- **YOUR TASK**: In the records below, begin at the line containing "bread in the photograph above." and end at the line containing "of house in the photograph above."; quote every line in that span exactly, including both boundary lines, and no others.

Data items
»»
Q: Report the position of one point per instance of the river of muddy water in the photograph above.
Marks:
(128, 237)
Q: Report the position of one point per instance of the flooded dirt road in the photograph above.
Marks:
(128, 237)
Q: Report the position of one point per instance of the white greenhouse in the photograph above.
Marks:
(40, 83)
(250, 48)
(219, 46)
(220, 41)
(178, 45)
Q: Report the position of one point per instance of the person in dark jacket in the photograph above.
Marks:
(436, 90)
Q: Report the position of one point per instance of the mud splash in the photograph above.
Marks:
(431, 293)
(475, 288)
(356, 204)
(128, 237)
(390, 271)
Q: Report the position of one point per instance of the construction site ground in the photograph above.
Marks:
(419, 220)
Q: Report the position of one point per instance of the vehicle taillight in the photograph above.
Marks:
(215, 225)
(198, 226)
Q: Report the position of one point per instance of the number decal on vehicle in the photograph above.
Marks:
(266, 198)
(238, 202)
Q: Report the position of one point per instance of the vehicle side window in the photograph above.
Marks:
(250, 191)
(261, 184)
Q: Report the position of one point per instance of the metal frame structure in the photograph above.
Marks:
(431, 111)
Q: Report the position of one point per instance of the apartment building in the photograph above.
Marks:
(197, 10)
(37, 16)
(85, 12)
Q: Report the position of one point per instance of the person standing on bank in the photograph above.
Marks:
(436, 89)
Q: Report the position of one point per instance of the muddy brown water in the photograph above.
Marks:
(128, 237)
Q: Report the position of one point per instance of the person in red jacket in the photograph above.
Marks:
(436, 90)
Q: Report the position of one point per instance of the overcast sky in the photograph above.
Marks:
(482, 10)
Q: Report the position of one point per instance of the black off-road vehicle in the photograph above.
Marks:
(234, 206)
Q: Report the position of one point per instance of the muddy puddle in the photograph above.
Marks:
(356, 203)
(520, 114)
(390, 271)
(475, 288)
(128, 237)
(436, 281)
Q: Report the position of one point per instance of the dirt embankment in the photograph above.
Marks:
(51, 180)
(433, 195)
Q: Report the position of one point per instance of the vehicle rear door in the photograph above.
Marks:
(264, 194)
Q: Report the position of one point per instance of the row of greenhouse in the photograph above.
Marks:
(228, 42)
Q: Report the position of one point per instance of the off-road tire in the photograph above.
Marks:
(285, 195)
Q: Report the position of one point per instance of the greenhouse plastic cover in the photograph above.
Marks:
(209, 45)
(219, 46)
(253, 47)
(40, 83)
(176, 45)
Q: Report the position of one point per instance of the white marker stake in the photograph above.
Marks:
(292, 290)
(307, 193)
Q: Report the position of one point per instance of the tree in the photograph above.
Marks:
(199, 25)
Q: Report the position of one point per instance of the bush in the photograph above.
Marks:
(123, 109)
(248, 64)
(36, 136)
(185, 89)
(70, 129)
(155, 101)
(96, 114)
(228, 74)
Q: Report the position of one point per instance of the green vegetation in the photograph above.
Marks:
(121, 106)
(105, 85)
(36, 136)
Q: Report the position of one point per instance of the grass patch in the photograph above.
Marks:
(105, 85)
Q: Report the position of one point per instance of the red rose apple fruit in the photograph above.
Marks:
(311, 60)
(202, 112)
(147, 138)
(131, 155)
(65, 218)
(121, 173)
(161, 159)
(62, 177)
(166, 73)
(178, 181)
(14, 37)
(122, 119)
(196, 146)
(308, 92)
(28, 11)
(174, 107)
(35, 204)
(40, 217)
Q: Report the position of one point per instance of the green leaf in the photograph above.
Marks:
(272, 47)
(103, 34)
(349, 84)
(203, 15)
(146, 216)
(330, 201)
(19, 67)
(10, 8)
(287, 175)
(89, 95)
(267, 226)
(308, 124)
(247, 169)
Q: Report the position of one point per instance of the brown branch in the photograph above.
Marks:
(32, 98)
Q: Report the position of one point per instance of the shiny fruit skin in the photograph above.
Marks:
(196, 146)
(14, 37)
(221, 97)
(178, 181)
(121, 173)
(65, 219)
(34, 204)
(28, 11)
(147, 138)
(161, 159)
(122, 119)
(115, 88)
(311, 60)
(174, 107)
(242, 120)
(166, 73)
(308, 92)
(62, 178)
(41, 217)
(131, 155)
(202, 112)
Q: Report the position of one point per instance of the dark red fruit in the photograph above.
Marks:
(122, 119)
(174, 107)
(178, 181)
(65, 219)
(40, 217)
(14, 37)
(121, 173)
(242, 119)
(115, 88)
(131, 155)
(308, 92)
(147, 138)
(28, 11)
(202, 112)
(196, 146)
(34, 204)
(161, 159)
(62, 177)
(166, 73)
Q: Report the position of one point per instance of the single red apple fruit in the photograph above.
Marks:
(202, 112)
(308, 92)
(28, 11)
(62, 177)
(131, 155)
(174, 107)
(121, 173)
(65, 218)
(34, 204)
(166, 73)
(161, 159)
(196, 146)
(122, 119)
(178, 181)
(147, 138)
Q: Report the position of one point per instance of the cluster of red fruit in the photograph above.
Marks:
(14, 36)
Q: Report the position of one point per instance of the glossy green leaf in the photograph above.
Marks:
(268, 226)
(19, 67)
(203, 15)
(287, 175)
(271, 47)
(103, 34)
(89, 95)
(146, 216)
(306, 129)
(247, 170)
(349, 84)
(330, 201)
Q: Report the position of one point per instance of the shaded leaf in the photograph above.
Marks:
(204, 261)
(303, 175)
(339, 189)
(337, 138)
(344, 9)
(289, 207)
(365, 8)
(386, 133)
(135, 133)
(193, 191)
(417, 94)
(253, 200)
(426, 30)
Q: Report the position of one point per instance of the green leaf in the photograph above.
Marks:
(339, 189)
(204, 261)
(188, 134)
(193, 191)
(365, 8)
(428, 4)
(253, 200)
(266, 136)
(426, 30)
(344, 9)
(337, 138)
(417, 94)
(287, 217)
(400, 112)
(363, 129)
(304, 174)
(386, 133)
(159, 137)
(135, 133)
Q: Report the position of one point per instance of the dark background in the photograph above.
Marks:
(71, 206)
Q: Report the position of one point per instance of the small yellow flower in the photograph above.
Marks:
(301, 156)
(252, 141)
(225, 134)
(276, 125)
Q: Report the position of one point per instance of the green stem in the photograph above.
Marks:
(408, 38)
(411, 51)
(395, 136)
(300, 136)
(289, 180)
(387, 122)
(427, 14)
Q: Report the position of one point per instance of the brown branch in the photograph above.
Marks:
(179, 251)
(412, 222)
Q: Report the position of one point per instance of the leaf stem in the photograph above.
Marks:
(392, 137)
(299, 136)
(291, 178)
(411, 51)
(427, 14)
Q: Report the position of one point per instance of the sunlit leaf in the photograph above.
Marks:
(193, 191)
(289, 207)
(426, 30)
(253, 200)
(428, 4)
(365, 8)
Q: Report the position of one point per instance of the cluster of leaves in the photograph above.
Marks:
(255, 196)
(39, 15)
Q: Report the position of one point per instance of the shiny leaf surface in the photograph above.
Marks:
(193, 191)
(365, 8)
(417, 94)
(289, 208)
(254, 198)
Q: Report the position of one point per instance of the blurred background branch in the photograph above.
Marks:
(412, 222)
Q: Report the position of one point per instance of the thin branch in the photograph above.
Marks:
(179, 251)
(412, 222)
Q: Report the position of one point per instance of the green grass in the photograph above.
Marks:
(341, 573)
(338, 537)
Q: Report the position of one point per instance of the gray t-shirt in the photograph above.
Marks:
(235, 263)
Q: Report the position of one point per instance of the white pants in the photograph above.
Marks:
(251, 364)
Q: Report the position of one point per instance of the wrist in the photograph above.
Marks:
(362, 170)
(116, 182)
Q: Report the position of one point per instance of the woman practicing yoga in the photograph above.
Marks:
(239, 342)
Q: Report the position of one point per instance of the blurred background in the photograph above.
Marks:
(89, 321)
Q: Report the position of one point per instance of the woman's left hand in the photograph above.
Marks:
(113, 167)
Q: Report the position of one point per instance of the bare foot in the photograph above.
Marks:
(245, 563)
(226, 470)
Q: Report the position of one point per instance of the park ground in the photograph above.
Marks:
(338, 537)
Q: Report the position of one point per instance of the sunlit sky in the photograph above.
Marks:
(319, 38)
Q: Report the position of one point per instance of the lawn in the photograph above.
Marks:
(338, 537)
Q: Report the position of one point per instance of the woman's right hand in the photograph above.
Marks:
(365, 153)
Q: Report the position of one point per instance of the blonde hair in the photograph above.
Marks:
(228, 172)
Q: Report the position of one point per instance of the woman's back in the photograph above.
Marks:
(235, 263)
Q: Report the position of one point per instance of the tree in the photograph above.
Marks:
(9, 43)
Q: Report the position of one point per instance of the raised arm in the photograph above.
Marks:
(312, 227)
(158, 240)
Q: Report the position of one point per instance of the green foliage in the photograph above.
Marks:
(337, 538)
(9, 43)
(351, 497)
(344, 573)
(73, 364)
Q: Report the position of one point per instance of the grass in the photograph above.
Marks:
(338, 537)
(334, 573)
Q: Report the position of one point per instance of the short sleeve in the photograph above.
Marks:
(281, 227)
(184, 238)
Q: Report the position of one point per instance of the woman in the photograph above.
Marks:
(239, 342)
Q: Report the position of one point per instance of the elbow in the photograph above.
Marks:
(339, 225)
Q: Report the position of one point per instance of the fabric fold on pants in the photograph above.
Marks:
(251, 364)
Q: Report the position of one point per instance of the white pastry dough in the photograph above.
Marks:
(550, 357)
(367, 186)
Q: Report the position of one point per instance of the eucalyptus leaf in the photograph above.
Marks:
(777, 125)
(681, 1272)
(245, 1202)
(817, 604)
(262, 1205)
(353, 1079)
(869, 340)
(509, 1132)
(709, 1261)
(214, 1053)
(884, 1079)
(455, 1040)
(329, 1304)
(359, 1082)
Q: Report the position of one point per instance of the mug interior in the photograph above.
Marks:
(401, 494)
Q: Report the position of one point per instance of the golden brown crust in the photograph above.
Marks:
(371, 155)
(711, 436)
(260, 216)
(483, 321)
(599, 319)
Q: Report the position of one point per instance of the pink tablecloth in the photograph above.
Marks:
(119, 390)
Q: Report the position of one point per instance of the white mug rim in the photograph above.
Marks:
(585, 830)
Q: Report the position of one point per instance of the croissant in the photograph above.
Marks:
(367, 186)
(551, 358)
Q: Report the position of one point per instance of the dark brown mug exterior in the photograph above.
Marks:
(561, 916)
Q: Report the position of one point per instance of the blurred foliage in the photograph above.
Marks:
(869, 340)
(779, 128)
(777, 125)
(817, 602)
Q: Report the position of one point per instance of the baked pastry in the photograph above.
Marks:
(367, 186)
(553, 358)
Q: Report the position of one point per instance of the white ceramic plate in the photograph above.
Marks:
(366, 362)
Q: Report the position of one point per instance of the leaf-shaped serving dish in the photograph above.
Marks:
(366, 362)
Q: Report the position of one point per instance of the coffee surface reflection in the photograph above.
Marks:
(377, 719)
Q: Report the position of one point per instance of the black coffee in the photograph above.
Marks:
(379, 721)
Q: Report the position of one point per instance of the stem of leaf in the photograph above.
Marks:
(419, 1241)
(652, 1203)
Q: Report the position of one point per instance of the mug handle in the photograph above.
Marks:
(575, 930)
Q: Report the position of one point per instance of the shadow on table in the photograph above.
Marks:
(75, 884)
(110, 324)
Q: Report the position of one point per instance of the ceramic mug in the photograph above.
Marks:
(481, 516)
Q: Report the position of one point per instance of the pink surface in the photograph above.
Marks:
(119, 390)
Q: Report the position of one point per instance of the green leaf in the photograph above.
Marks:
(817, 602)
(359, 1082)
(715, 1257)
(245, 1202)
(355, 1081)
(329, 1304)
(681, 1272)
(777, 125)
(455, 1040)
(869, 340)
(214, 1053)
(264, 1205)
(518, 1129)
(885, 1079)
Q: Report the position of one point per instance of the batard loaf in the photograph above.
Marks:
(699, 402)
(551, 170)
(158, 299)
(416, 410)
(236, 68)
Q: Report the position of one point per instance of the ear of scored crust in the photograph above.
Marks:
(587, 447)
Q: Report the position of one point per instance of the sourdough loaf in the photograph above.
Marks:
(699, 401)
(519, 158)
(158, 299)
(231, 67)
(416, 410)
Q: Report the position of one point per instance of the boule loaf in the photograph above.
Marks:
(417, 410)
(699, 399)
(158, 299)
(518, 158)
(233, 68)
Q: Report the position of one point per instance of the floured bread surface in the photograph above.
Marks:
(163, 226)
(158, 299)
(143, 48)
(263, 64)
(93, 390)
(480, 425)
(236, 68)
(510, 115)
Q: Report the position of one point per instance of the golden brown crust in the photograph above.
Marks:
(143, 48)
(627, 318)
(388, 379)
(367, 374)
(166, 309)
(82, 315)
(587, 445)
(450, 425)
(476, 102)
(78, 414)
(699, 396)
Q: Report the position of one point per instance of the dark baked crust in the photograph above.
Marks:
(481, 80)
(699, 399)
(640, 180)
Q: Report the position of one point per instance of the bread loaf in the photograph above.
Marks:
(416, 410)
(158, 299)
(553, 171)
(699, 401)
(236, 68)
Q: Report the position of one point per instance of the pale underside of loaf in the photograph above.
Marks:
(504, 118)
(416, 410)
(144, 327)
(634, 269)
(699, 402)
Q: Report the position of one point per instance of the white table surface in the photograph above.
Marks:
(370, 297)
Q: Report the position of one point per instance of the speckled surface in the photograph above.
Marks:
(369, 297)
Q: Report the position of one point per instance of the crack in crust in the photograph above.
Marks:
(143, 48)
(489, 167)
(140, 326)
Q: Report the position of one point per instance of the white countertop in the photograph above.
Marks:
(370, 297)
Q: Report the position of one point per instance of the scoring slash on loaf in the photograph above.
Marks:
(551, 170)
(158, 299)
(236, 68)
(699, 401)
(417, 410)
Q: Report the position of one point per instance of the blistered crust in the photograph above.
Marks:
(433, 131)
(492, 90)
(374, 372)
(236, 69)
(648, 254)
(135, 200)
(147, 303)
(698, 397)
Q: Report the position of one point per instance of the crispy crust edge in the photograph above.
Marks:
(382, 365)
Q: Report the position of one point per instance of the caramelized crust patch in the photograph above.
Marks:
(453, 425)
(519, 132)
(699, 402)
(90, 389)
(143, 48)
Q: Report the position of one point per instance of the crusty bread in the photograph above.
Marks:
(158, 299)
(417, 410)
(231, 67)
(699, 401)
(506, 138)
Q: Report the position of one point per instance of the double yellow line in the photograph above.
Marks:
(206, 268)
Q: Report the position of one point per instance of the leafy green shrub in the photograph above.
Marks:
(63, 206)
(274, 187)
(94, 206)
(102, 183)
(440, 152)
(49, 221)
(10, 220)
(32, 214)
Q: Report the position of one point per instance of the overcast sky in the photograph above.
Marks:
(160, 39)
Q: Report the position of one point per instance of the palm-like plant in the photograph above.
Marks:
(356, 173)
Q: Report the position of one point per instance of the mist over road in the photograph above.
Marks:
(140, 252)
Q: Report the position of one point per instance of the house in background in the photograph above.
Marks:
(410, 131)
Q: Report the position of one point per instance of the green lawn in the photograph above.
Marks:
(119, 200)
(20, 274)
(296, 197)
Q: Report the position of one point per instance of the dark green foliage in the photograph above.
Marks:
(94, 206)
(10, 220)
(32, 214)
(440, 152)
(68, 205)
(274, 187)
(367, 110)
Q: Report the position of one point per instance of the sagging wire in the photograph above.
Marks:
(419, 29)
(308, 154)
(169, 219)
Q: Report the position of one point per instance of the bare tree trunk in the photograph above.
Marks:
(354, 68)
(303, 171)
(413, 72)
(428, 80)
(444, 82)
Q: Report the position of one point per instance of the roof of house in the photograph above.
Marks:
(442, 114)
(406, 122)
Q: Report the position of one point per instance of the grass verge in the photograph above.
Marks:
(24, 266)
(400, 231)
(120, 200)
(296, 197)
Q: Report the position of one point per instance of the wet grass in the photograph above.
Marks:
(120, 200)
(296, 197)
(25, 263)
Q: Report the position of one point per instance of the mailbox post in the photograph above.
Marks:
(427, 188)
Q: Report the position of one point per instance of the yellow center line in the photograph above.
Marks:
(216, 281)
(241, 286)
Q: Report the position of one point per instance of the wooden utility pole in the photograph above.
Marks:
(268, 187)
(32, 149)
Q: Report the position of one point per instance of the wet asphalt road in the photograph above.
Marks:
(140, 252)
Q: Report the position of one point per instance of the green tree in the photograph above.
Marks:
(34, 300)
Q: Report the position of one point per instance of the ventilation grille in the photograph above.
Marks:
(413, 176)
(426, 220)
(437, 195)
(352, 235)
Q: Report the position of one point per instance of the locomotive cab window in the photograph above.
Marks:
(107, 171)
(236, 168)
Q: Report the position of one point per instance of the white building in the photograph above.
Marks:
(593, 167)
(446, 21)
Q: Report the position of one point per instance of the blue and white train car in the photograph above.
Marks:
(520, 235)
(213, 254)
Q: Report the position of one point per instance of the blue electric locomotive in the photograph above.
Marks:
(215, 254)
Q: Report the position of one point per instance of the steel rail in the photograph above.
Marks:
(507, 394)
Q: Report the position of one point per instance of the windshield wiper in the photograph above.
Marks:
««
- **YOUR SOLUTION**:
Q: Report the position of one point per instance of the crusty bread in the photograph above.
Marks:
(158, 299)
(417, 410)
(231, 67)
(699, 401)
(506, 138)
Q: Report the position of one point per instance of the double yellow line in the photograph above.
Marks:
(206, 268)
Q: Report the position of one point per instance of the leafy green shrub in the photograph above.
Marks:
(63, 206)
(274, 187)
(94, 206)
(102, 183)
(440, 152)
(49, 221)
(10, 220)
(32, 214)
Q: Report the position of one point per instance of the overcast sky in the photograph above.
Marks:
(160, 39)
Q: Report the position of one point per instance of the palm-like plant in the photograph above.
Marks:
(356, 173)
Q: Report the position of one point per instance of the mist over road in the photograph above.
Marks:
(140, 252)
Q: Report the position of one point per instance of the house in background in the photograph above.
Marks:
(410, 131)
Q: Report the position of one point per instance of the green lawn in the photograph above.
Marks:
(119, 200)
(20, 274)
(296, 197)
Q: Report the position of one point per instance of the dark green foliage in the photograph above.
Marks:
(94, 206)
(10, 220)
(32, 214)
(440, 152)
(68, 205)
(274, 187)
(367, 110)
Q: Report the position of one point per instance of the sagging wire in the photograph above.
Marks:
(419, 29)
(308, 154)
(169, 219)
Q: Report the position of one point per instance of the bare tree trunk in the photograph above.
Marks:
(354, 68)
(303, 171)
(413, 72)
(428, 80)
(444, 82)
Q: Report the position of one point per instance of the roof of house in the photograph above.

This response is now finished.